[To be done]:
A: Duplicate everything in the building substructure text from "b. It distributes" down to "and deep foundation.".
B: In the text on building substructure, what other names are given for a shallow foundation?
## begin Document segment
Table of Contents
A building substructure is the lower part of a building system constructed beneath the ground level and hidden from view.
✔ Building a substructure transfers the load of the superstructure to the ground beneath.
✔ It also supports and anchors the superstructure safely in the earth.
1. Functions of Building Substructure
a. It provides stability to the structure as a whole.
b. It distributes the loads from the superstructure to the soil beneath.
c. It anchors the superstructure safely into the earth.
2. Components of Building Substructure
Building Substructure has the following two components :
b. Plinth Beam
The foundation transfers the dead load, live load, and all other loads from the superstructure to the soil beneath.
As the stability of the building depends upon the strength of the foundation; so it should be made more reliable and robust.
Note: SBC refers to the soil bearing capacity.
i. Functions of Foundation
a. To provide stability to the entire structure.
b. To prevent the differential settlements.
c. To transfer the loads from the superstructure to the soil beneath.
ii. Types of Foundation
There are two types of foundation naming shallow foundation and deep foundation.
a. Shallow Foundation
A shallow foundation is also called an open or wide foundation.
Those foundations that transfer the loads to subsoil near the ground floor of the building are called shallow foundations.
For this type of foundation, the depth of the foundation is less than or equal to the width of the foundation.
The features of a shallow foundation are as follows:
a. Depth is less or sometimes equal to its width.
b. It is placed immediately beneath the lowest part of the superstructures.
c. It is spread more horizontally than vertically.
## end Document segment
## begin Excerpted data
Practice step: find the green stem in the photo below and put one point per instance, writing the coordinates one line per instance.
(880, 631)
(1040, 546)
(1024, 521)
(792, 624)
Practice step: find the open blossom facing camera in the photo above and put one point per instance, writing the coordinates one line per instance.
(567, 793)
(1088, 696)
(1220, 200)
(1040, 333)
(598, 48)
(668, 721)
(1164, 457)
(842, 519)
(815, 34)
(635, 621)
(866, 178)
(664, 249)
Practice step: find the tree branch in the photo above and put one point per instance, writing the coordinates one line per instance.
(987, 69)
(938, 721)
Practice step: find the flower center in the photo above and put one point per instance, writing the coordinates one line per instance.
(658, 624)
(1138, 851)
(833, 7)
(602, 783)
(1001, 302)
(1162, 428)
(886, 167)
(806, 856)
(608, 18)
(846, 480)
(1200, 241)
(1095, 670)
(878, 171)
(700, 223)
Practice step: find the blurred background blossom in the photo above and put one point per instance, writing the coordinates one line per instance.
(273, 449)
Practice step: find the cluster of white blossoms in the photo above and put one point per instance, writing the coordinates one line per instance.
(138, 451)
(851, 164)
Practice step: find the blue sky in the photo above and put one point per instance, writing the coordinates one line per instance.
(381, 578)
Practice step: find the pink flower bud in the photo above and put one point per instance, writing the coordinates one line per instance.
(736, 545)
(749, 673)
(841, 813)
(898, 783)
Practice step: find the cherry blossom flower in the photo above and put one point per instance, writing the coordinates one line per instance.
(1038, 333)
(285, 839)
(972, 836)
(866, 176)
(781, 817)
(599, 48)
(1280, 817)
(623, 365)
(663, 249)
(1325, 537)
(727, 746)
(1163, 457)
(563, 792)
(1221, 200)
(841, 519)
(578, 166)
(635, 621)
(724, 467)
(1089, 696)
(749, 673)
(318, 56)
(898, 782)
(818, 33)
## end Excerpted data
[Expected outputs]:
A:
b. It distributes the loads from the superstructure to the soil beneath.
c. It anchors the superstructure safely into the earth.
2. Components of Building Substructure
Building Substructure has the following two components :
b. Plinth Beam
The foundation transfers the dead load, live load, and all other loads from the superstructure to the soil beneath.
As the stability of the building depends upon the strength of the foundation; so it should be made more reliable and robust.
Note: SBC refers to the soil bearing capacity.
i. Functions of Foundation
a. To provide stability to the entire structure.
b. To prevent the differential settlements.
c. To transfer the loads from the superstructure to the soil beneath.
ii. Types of Foundation
There are two types of foundation naming shallow foundation and deep foundation.

B: An open or wide foundation.